Referring expression data
------------------------------------------------------------------------

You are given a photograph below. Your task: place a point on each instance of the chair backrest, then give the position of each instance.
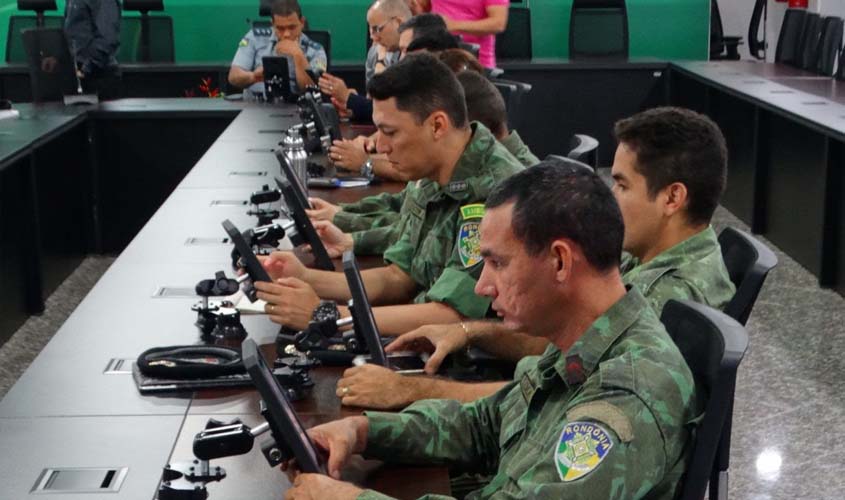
(829, 44)
(789, 39)
(585, 149)
(515, 41)
(472, 48)
(515, 95)
(598, 29)
(15, 52)
(52, 74)
(717, 34)
(159, 33)
(713, 345)
(809, 49)
(748, 262)
(324, 38)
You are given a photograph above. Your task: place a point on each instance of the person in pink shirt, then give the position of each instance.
(477, 21)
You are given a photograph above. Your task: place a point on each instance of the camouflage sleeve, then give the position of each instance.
(670, 286)
(439, 432)
(456, 287)
(382, 202)
(374, 241)
(610, 448)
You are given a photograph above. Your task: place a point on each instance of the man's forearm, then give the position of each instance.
(383, 168)
(393, 321)
(438, 388)
(500, 341)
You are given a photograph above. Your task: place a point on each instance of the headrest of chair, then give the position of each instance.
(569, 161)
(143, 5)
(37, 5)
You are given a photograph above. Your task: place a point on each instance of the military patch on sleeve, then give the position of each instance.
(581, 448)
(469, 240)
(474, 211)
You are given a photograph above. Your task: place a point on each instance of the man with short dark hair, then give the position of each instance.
(92, 28)
(606, 412)
(670, 252)
(421, 116)
(302, 53)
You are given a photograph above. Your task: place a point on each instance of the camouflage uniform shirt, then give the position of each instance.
(371, 219)
(610, 418)
(253, 48)
(691, 270)
(513, 142)
(438, 246)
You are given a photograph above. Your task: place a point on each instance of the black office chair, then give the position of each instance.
(15, 52)
(515, 94)
(789, 39)
(324, 38)
(472, 48)
(713, 345)
(598, 29)
(585, 149)
(515, 41)
(721, 47)
(146, 38)
(757, 31)
(829, 44)
(808, 51)
(748, 262)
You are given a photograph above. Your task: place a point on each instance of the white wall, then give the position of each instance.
(736, 14)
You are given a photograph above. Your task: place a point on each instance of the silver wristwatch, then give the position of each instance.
(367, 169)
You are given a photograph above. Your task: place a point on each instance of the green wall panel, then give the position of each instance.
(209, 30)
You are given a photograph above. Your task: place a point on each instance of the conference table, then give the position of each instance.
(74, 423)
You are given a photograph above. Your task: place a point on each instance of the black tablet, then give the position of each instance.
(290, 175)
(276, 78)
(248, 259)
(285, 426)
(325, 117)
(365, 323)
(305, 232)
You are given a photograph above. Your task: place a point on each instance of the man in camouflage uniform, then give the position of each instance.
(421, 116)
(669, 171)
(369, 223)
(287, 40)
(606, 412)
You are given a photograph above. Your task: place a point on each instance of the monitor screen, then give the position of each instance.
(51, 68)
(248, 259)
(290, 175)
(362, 313)
(276, 77)
(306, 234)
(284, 424)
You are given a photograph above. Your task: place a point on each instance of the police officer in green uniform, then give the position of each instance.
(420, 113)
(606, 412)
(669, 171)
(369, 223)
(287, 40)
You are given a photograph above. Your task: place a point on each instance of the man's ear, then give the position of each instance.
(439, 123)
(562, 259)
(675, 198)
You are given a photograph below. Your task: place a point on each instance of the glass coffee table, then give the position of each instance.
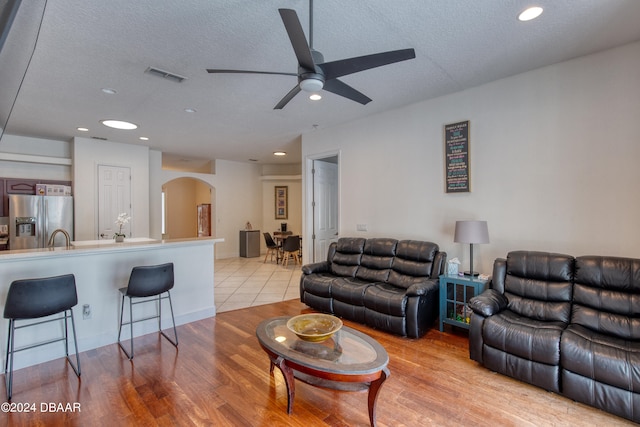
(348, 361)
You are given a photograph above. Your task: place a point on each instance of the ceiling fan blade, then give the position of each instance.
(344, 67)
(288, 97)
(221, 71)
(297, 38)
(340, 88)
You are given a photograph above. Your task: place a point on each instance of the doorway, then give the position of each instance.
(114, 198)
(323, 176)
(181, 200)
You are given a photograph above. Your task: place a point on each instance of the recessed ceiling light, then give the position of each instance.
(119, 124)
(530, 13)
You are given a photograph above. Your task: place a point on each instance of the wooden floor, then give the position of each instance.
(220, 376)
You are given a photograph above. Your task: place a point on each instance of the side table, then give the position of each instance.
(455, 293)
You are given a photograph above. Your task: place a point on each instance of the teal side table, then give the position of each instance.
(455, 293)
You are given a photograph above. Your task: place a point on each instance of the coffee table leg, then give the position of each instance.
(289, 380)
(374, 388)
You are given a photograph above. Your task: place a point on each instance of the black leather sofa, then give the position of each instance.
(384, 283)
(568, 325)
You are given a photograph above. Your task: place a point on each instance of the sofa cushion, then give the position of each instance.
(607, 296)
(387, 299)
(346, 259)
(349, 290)
(539, 285)
(377, 258)
(413, 259)
(318, 284)
(528, 338)
(604, 358)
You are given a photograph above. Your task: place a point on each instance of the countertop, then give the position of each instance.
(93, 246)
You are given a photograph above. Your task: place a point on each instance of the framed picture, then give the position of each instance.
(456, 160)
(282, 202)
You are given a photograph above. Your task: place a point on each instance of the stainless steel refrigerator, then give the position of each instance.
(32, 219)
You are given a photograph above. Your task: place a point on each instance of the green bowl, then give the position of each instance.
(314, 327)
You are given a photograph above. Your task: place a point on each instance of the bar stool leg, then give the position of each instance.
(8, 366)
(76, 368)
(173, 320)
(129, 355)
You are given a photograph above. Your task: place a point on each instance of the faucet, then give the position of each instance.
(53, 236)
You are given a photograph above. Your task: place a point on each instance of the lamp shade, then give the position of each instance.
(471, 232)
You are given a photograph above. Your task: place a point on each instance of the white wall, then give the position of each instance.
(35, 149)
(554, 156)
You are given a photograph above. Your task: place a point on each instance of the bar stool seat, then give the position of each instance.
(30, 299)
(147, 284)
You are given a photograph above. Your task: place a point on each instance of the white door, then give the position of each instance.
(325, 207)
(114, 198)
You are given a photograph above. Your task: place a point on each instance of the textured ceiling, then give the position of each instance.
(84, 46)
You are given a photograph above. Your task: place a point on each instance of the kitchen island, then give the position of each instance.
(100, 269)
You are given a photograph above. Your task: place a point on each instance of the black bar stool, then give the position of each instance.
(30, 299)
(146, 282)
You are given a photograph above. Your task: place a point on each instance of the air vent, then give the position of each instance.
(165, 74)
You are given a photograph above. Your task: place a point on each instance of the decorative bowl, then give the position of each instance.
(314, 327)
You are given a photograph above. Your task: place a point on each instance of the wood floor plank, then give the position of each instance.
(220, 376)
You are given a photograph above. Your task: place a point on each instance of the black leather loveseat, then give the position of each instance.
(384, 283)
(569, 325)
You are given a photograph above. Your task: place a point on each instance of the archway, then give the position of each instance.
(181, 198)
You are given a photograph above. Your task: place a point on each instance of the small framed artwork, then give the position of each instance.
(281, 202)
(457, 160)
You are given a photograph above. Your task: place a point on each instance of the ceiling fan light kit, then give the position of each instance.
(311, 85)
(314, 74)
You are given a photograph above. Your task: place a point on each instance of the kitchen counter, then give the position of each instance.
(101, 268)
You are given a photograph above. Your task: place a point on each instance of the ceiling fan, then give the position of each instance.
(313, 73)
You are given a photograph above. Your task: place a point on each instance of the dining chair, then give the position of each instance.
(290, 248)
(272, 247)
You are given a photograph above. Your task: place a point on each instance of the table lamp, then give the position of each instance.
(471, 232)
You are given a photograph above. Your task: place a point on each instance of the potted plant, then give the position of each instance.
(123, 219)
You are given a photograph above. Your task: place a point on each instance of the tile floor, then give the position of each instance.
(247, 282)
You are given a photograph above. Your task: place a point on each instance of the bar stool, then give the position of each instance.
(146, 282)
(30, 299)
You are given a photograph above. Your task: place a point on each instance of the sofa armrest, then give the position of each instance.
(317, 267)
(422, 287)
(488, 303)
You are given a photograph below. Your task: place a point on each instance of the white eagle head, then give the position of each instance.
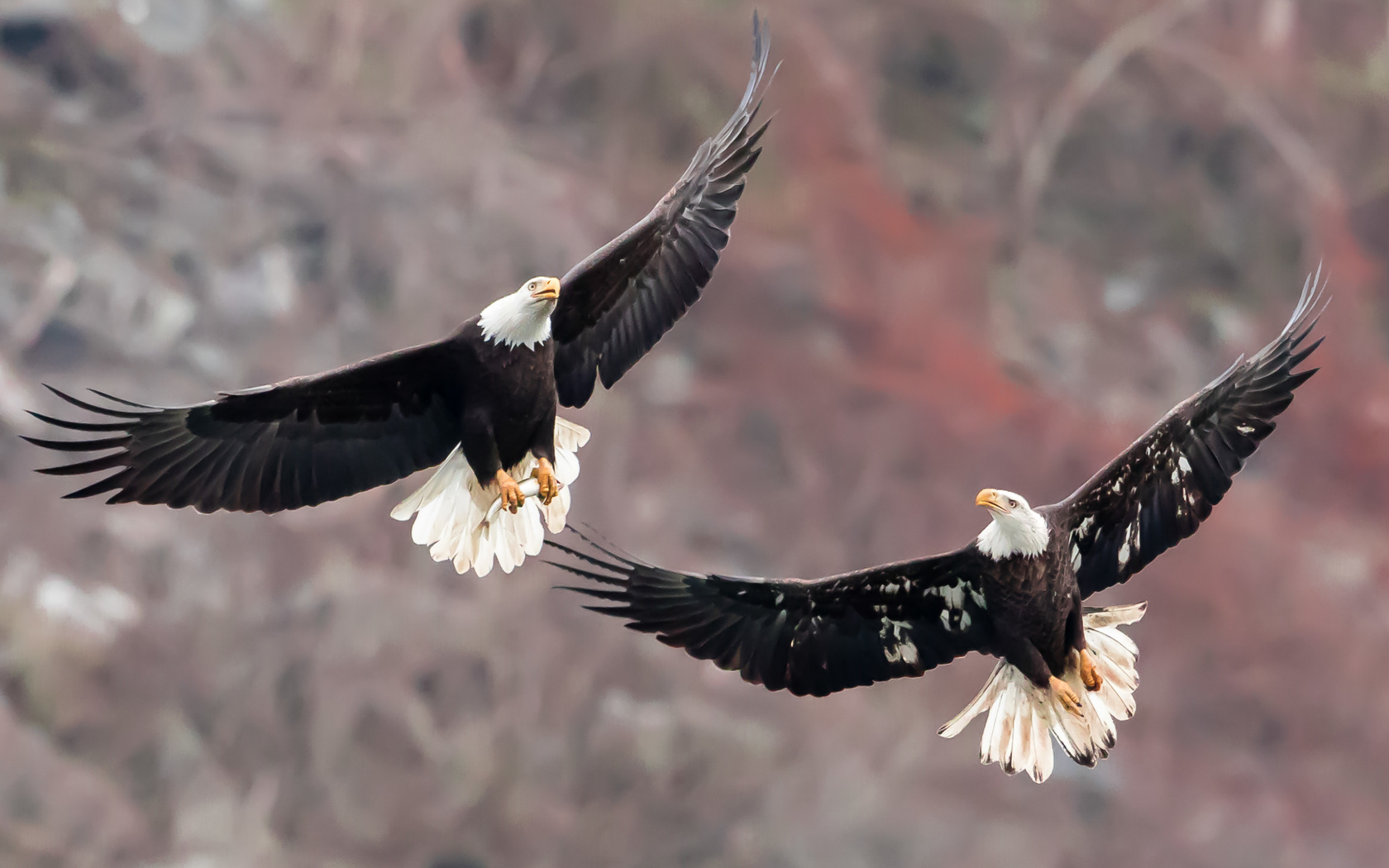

------------------------------------------------------------------------

**Work to complete:**
Where the line with "of the dining" appears in the entries above, begin there and restate every line to the end word for word, minus the pictures.

**Exercise response:**
You are given a photograph above. Your task: place a point on each instance of the dining chair, then give the position of each instance.
(290, 248)
(272, 247)
You are given a photograph above. Your task: place a point on each instance of the table lamp, then give the position of each instance.
(471, 232)
You are given a photograph above. Your task: place a point on each instance of the potted plant, then give the position of each instance.
(123, 219)
You are given a photograph above. Your task: place a point on each instance of the tile floor, then give the position of each instance.
(247, 282)
You are given a photograph above. Your task: place a point on each instance of the bar stool, then give the position of each instance.
(146, 282)
(30, 299)
You are given a photograph above. Your task: place a point on each instance of the sofa armrest, then give the position of each instance.
(317, 267)
(422, 287)
(488, 303)
You are given a photograph below. Your task: place a point on each instance of the white eagle head, then give the position of each instance.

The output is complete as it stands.